● **Task to complete**: All of the data that follows should be retyped exactly as it appears.

Exercise inputs Start Marker

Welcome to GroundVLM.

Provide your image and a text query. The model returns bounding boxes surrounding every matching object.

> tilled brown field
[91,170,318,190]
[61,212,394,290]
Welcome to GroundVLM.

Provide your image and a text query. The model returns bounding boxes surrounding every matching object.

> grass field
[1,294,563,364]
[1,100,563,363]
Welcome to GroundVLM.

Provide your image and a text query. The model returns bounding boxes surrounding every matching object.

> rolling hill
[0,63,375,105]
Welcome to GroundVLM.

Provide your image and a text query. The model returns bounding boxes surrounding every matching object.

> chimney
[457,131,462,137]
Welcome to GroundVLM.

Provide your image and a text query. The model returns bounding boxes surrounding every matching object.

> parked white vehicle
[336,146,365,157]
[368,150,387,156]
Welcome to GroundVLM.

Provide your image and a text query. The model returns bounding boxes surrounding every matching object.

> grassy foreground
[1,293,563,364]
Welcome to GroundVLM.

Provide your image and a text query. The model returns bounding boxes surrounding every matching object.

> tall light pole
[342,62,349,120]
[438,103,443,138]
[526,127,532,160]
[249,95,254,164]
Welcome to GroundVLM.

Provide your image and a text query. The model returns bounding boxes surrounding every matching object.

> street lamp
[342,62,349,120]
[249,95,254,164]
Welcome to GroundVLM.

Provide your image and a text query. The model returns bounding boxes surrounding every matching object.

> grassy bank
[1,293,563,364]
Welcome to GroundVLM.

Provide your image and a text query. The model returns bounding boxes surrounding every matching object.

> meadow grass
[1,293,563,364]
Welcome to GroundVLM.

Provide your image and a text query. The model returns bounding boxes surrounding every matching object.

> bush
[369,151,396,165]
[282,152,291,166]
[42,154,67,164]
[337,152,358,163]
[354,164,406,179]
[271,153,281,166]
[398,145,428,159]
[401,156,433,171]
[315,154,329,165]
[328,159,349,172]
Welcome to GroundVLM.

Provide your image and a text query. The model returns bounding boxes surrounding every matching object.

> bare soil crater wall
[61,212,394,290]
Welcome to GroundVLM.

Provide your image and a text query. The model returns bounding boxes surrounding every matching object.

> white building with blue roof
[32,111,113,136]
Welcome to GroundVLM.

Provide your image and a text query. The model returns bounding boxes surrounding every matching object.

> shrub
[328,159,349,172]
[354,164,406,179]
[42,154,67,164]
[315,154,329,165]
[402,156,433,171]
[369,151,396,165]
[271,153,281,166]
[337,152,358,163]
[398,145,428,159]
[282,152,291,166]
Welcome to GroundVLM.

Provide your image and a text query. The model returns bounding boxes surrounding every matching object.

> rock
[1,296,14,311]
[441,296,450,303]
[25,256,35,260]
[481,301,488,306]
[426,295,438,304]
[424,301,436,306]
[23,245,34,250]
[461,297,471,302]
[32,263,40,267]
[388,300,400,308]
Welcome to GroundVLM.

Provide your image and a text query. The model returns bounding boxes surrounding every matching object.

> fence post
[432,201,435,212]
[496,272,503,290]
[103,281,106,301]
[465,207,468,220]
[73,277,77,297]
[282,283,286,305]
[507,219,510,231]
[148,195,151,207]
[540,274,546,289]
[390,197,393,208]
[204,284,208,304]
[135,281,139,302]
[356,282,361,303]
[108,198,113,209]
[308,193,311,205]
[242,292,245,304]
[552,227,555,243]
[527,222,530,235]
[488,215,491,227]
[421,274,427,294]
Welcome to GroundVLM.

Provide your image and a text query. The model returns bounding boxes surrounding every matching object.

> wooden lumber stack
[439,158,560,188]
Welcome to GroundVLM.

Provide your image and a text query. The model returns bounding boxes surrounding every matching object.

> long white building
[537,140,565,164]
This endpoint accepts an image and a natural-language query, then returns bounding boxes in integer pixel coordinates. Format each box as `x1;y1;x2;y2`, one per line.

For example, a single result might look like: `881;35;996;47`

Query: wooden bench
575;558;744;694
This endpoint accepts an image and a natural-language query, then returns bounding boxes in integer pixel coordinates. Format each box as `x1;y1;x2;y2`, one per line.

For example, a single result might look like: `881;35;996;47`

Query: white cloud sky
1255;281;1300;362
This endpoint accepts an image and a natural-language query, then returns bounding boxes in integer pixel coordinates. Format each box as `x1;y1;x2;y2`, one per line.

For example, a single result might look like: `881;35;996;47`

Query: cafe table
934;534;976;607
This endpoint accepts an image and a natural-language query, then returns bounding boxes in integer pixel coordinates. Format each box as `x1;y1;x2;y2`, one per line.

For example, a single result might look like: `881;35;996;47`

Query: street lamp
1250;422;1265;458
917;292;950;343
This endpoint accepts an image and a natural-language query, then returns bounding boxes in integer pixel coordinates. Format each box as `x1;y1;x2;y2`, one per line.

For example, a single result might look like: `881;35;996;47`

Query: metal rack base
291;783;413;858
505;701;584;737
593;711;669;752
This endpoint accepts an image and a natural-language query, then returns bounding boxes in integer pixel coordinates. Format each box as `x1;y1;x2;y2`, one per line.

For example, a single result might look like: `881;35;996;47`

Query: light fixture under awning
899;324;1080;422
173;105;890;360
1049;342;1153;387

Exercise inputs End Marker

● **Solution for this problem**:
Welcome to GroundVLM.

Provide your image and a text query. The model returns bounding boxes surrounding every matching object.

> tilled brown field
[91,170,318,190]
[61,212,394,290]
Welcome to GroundVLM.

Provide your image and a text query. The model returns bounding boxes surrounding every matching object.

> grass field
[1,294,563,364]
[1,100,563,363]
Welcome to GroundVLM.

Provide your image and a text query. The model returns bounding boxes surrounding every matching object.

> rolling hill
[0,63,375,105]
Welcome to GroundVLM.

Provide your image and a text query. The model returns bounding boxes surrounding every matching object.

> chimney
[457,131,462,137]
Welcome to GroundVLM.

Provide your image and a text query. The model returns bounding boxes surrounding every matching object.

> parked white vehicle
[336,146,365,157]
[368,150,387,156]
Welcome to GroundVLM.

Provide your image and a text query. The model returns bounding boxes surrounding every matching object.

> grassy foreground
[1,293,563,364]
Welcome to GroundVLM.

Provide your image and a text query. The model returns bounding boxes surrounding every matching object.

> tall light pole
[342,62,349,120]
[438,103,443,138]
[526,127,532,160]
[249,95,254,164]
Welcome to GroundVLM.

Provide your image and a text query. The model returns bounding boxes surrounding every matching object.

> street lamp
[342,62,349,120]
[249,95,254,164]
Welcome to GroundVLM.

Provide your image and a text query. The model returns bounding boxes surrounding every matching object.

> grassy bank
[1,293,563,364]
Welcome to GroundVLM.

Provide your image and a text query. The model returns bounding boxes surrounding every matching object.

> meadow grass
[1,293,563,364]
Welcome to GroundVLM.

Provide your image and a text query. The model returns bounding boxes surrounding every matching object.

> bush
[369,151,396,165]
[282,152,291,166]
[42,154,67,164]
[337,152,358,163]
[354,164,406,179]
[271,153,281,166]
[398,145,428,159]
[401,156,433,171]
[315,154,329,165]
[328,159,349,172]
Welcome to GroundVLM.

Provide your image and a text query. The model returns bounding boxes surrounding every matching object.

> bare soil crater wall
[61,212,394,290]
Welcome to GroundVLM.

Provide your image and a text query. The model returns bounding boxes surrounding every matching object.

> white building with blue roof
[32,111,113,136]
Welcome to GroundVLM.

Provide your image and a text query. The model returns bounding boxes surrounding every matching object.

> shrub
[328,159,349,172]
[354,164,406,179]
[42,154,67,164]
[315,154,329,165]
[402,156,433,171]
[369,151,396,165]
[271,153,281,166]
[337,152,358,163]
[398,145,428,159]
[282,152,291,166]
Welcome to GroundVLM.

Provide your image and a text query. The model returns bounding boxes surrounding every matching object.

> rock
[1,296,14,311]
[441,296,450,303]
[25,256,35,260]
[481,301,488,306]
[426,295,438,304]
[424,301,436,306]
[23,245,34,250]
[461,297,471,302]
[32,263,40,267]
[388,300,400,308]
Welcome to GroundVLM.

Provide your image and a text query. The model returns bounding boxes surrounding every matching object.

> fence post
[432,201,435,212]
[496,272,503,290]
[103,281,106,301]
[465,207,468,220]
[73,277,77,297]
[282,283,286,305]
[507,219,510,231]
[148,195,151,207]
[540,274,546,289]
[390,197,393,208]
[204,284,208,304]
[135,281,139,302]
[356,282,361,303]
[108,198,113,209]
[308,193,311,205]
[242,292,245,304]
[552,227,555,243]
[527,222,530,235]
[488,215,491,227]
[421,274,427,294]
Welcome to GroundVLM.

Provide your image and a text query. The model returns bounding boxes surrounding every matching object.

> wooden lumber stack
[439,158,560,188]
Welcome to GroundVLM.

Provide your image and a text query. The model returns bounding boxes surrounding every matching object.

> long white building
[537,140,565,164]
This endpoint accepts an image and a natural-language query, then returns bounding boxes in integer pixel coordinates. Format each box as `x1;y1;x2;y2`, one per line.

For example, a single result might look like: `881;35;996;47`

Query: wooden bench
575;558;744;694
This endpoint accepts an image and a natural-language query, then returns bounding boxes in integer pixel coordinates. Format each box as `x1;y1;x2;y2`, one per line.

For example, a single result might look like: `881;35;996;47`

Query: white cloud sky
1255;281;1300;362
This endpoint accepts an image and a natural-language query, then returns bounding boxes in integer pixel coordinates. Format each box as `x1;y1;x2;y2`, one per line.

For example, a single result might look like: `881;35;996;47`

Query: cafe table
934;534;976;607
This endpoint accepts an image and a natural-language query, then returns bounding boxes in integer pixel coordinates. Format each box as `x1;y1;x2;y2`, one per line.

For example, a single result might look like: `881;35;996;47`

Query: street lamp
1250;422;1265;458
917;292;950;343
This endpoint accepts an image and a natural-language query, then returns bounding boxes in integer pixel coordinates. Format each box as `x1;y1;x2;y2`, one per line.

For example, a single result might look like: `881;35;996;47`

Query: metal rack base
291;783;413;858
505;701;584;737
593;711;669;752
This endpoint accepts an image and a natural-language query, then returns bounding boxes in integer pixel coordinates. Format each box as `x1;y1;x2;y2`, one per line.

For example, a single result might look like: `881;35;996;47`

Query: light fixture under awning
899;324;1080;422
173;105;890;360
1049;342;1153;387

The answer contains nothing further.